**Document section**
┌──

Thesis: Haha man that day was a spectacle to say the least. I just really enjoy having a sense of humor and I like to find the funnier side of things. I always mess around with photoshop, so to me it was just another funny picture I was playing with. When I woke up and realized it was everywhere from Complex to Vibe to USA Today, it really tripped me out. I never thought about giving myself credit for it until I saw other people getting credit for it, so I didn’t even think about trying to put a big ole watermark on it. I was kinda salty at first, I ain’t gonna lie, but at the end of the day it’s all in fun and I was just happy that many people found it as funny as I did.

You’re without a doubt the best rapper I know personally. Before you thank me for the compliment, you should know that I hate you for it. As much as I want to ask how you got so good at rapping, I won’t, because A. that’s just a stupid question, and B. I already know in my heart of hearts that you sold your soul to the devil, and nothing you say will convince me otherwise. So instead, I’ll ask you this: If you had to pursue a career in any other musical genre, but were guaranteed to never become rich and famous from it, what would you do? Take note that the tuba exists.

Thesis: Haha man we look like a couple of groupies saying how much we like each others music. You’ve always known you’re one of my favorite rappers as well, so you know it means a lot to me for you to say that. I really love all different styles of music yo. My dad was a big fan of smooth jazz growing up, so I’ll always have a love for that. I also like metal, it’s really the first place I started creating my own music. I was a guitarist in a metal band in high school, and I just love the energy it brings out. As funny as it sounds, it would be a toss up between those two, despite how contrasting they are to each other. If I could combine the two that could be pretty dope. Maybe a nice smooth sax that turns into a crazy breakdown out of nowhere. I think we might be onto something…..

You’re probably the best person for me to ask this next question. If I don’t, it’ll just sit in the file I’ve brilliantly labeled, “Questions to Ask People,” and I’ll surely regret it. I really can’t afford any more regrets in life, so the question is… if you had to give up one for the rest of your life, would you rather give up weed or Mexican food? Keep in mind that weed is generally the same every time while Mexican food varies greatly and boasts a plethora of options. Also consider the fact that most people eventually outgrow weed but burritos are enjoyed by all until death. Choose wisely.

└──

**Source excerpt**
┌──

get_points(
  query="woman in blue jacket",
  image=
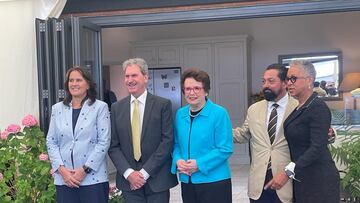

└──

**Goal**
In the interview, what role did Thesis have in a metal band during high school?

**Complete response**
Thesis was a guitarist in the band.